• [DIRECTIONS FOR THIS TASK] Of all the lines below, output only those starting at the one with "# each point looks like point(290, 95)" and ending at the one with "# each point looks like point(39, 112)", both ends included, exactly as written.

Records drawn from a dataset
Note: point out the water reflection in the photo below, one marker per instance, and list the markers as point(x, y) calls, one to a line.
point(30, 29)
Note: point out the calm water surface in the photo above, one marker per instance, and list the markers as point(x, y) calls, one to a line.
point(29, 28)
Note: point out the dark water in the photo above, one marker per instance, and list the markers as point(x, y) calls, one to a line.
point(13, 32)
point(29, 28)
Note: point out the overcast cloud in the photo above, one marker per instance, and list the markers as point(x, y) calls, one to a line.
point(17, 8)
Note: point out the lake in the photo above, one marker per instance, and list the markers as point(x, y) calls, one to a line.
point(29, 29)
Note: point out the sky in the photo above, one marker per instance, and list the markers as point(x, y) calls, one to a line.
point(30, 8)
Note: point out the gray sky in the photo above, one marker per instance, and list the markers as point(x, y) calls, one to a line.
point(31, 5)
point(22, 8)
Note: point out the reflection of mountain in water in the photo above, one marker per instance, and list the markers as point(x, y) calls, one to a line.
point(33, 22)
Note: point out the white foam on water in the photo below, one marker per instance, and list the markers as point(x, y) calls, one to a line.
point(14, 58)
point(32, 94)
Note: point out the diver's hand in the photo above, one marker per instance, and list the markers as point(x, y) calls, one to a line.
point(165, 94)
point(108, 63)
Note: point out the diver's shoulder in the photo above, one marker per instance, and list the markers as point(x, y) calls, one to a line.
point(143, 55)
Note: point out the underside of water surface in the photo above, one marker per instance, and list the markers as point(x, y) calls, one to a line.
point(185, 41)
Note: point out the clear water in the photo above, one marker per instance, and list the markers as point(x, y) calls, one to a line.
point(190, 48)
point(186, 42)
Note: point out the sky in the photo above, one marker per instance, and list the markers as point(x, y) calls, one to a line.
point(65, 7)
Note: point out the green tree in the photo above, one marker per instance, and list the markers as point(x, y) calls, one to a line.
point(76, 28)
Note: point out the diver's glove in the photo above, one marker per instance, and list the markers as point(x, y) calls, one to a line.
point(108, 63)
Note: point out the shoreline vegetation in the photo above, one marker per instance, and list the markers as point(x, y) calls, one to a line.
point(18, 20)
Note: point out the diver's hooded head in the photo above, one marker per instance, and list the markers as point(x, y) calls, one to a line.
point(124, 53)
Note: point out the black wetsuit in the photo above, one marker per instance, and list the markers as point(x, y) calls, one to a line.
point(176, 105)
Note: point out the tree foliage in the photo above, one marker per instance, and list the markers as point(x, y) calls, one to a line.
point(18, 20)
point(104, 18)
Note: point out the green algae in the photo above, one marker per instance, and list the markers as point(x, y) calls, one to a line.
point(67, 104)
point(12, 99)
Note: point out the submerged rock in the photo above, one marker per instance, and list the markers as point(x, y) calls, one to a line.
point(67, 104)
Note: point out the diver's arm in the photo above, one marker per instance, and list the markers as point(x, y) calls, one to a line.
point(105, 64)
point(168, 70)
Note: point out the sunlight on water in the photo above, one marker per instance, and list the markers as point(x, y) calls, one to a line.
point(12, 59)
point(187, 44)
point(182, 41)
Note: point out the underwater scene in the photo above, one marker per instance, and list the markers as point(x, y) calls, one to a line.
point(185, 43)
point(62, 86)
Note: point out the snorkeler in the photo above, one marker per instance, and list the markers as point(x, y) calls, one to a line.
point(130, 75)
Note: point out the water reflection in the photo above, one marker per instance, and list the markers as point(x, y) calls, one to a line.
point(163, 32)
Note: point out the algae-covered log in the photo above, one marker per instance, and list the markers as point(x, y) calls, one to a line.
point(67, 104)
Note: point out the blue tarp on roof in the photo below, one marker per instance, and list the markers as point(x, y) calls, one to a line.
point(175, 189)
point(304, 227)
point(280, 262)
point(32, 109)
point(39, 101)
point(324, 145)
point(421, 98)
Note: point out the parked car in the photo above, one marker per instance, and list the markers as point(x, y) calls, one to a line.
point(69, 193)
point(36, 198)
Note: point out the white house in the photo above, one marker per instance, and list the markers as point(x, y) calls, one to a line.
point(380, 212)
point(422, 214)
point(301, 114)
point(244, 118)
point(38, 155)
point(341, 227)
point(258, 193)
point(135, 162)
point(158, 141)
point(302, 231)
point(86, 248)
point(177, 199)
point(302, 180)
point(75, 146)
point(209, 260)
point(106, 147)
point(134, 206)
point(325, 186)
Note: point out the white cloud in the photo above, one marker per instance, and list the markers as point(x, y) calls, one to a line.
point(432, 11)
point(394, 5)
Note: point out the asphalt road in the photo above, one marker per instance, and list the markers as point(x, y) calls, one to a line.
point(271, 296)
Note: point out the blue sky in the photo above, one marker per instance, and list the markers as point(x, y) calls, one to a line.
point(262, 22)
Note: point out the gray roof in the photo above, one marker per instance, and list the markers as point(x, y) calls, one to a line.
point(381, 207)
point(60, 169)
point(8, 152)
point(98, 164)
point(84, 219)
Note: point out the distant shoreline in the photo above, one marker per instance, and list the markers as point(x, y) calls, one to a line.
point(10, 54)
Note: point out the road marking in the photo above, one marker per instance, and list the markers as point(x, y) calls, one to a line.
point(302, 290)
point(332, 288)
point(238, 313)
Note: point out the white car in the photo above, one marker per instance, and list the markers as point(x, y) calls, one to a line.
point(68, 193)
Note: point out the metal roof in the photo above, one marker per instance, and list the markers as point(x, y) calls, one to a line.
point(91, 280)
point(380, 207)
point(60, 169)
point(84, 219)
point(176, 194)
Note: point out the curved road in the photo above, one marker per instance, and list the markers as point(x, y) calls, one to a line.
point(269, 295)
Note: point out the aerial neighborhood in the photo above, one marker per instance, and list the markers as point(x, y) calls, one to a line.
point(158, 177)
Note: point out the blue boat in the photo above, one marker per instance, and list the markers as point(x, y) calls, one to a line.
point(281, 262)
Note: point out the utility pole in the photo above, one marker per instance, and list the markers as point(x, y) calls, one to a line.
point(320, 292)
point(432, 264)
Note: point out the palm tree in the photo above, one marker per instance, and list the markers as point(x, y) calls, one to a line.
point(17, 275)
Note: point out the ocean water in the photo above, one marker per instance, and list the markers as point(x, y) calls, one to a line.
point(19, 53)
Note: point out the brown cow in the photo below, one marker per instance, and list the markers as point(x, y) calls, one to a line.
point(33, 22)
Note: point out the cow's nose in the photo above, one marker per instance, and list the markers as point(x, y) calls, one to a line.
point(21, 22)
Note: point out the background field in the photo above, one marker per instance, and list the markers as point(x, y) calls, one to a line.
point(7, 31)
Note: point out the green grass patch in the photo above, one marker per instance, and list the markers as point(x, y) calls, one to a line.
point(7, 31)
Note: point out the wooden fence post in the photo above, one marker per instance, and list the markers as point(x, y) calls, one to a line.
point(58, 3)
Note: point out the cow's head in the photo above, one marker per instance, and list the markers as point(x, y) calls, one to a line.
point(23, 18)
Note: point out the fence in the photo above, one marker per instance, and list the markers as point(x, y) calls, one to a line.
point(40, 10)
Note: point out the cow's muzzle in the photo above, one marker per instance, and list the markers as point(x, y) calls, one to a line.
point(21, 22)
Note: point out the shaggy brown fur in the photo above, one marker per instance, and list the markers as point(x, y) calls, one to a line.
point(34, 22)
--
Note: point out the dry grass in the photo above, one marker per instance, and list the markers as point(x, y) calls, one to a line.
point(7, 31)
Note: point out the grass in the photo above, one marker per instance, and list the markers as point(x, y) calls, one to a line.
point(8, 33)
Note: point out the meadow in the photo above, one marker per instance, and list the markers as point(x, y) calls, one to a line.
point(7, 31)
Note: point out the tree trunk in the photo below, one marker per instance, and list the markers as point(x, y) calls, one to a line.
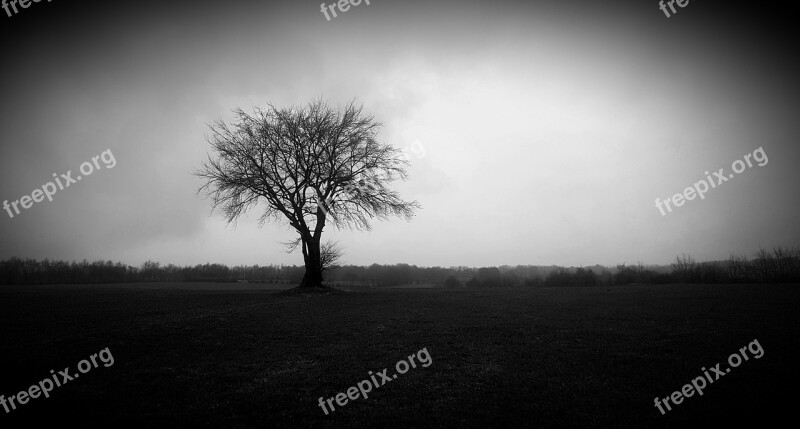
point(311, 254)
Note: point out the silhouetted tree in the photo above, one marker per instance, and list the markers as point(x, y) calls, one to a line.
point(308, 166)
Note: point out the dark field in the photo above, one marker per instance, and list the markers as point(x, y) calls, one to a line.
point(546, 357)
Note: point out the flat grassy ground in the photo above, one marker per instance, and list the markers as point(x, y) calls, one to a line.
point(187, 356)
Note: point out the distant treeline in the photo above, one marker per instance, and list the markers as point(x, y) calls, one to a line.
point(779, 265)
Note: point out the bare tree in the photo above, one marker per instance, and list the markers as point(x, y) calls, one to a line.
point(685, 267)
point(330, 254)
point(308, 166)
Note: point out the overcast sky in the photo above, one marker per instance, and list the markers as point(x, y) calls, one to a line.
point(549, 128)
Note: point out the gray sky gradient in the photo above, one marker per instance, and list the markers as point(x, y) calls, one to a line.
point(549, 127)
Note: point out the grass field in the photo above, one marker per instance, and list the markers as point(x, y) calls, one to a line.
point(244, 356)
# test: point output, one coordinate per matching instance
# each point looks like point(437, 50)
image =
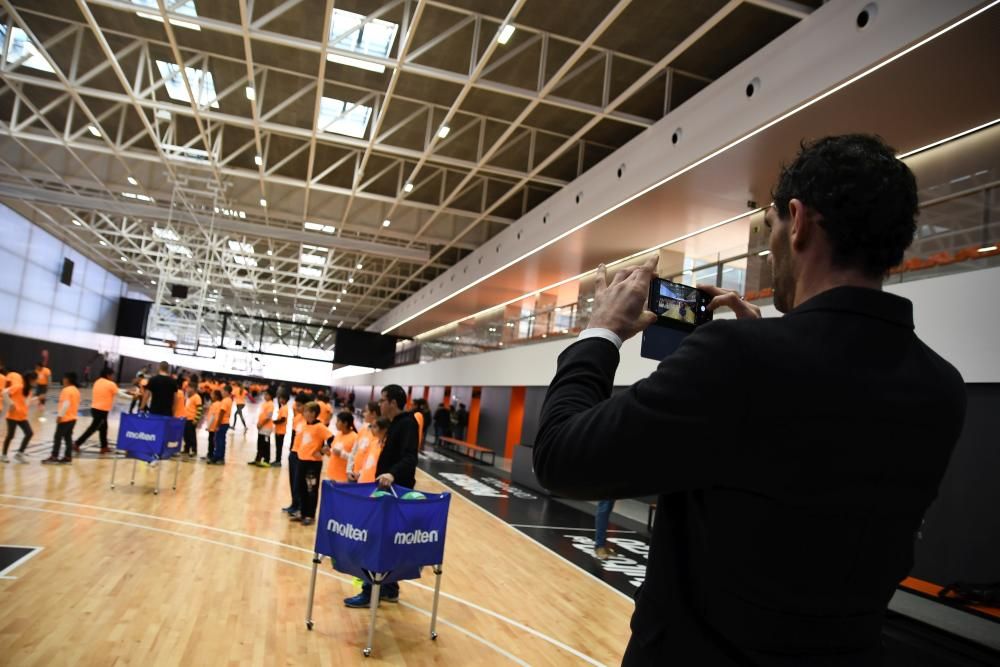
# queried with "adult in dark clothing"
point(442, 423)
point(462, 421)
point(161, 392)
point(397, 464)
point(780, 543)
---
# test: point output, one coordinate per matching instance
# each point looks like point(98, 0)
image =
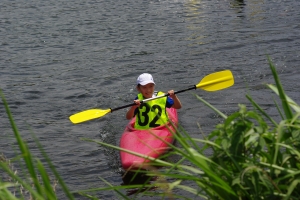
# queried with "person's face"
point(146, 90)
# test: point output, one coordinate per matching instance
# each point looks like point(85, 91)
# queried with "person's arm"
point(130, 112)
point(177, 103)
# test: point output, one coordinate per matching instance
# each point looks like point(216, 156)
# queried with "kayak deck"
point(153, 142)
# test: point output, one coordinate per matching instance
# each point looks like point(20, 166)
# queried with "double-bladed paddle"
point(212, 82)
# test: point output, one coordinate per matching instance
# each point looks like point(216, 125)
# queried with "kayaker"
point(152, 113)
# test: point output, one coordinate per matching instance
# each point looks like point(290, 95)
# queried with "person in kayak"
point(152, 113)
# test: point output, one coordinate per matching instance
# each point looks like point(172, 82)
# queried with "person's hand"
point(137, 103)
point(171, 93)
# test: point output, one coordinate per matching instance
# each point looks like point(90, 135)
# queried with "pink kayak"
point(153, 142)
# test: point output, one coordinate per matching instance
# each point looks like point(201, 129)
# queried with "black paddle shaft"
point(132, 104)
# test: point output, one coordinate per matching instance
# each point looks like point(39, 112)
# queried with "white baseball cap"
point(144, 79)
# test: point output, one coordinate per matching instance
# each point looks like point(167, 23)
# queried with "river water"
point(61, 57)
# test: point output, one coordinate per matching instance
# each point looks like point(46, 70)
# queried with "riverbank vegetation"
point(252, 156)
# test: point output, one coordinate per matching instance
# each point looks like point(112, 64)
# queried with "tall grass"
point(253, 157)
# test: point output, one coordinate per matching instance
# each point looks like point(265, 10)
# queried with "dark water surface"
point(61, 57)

• [SOLVED EXERCISE]
# each point looks like point(290, 95)
# queried with "person in kayak"
point(152, 113)
# test: point output, one coordinate per matching instance
# each point looks like point(172, 82)
# queried with "person's hand"
point(137, 103)
point(171, 93)
# test: point output, one coordinate per matching instance
# each point looks like point(90, 135)
# queried with "pink kayak"
point(153, 142)
# test: point output, one coordinate per matching instance
# each point looks like point(201, 129)
# queried with "black paddle shaft"
point(132, 104)
# test: point output, one coordinate per matching instance
# each point looks like point(39, 112)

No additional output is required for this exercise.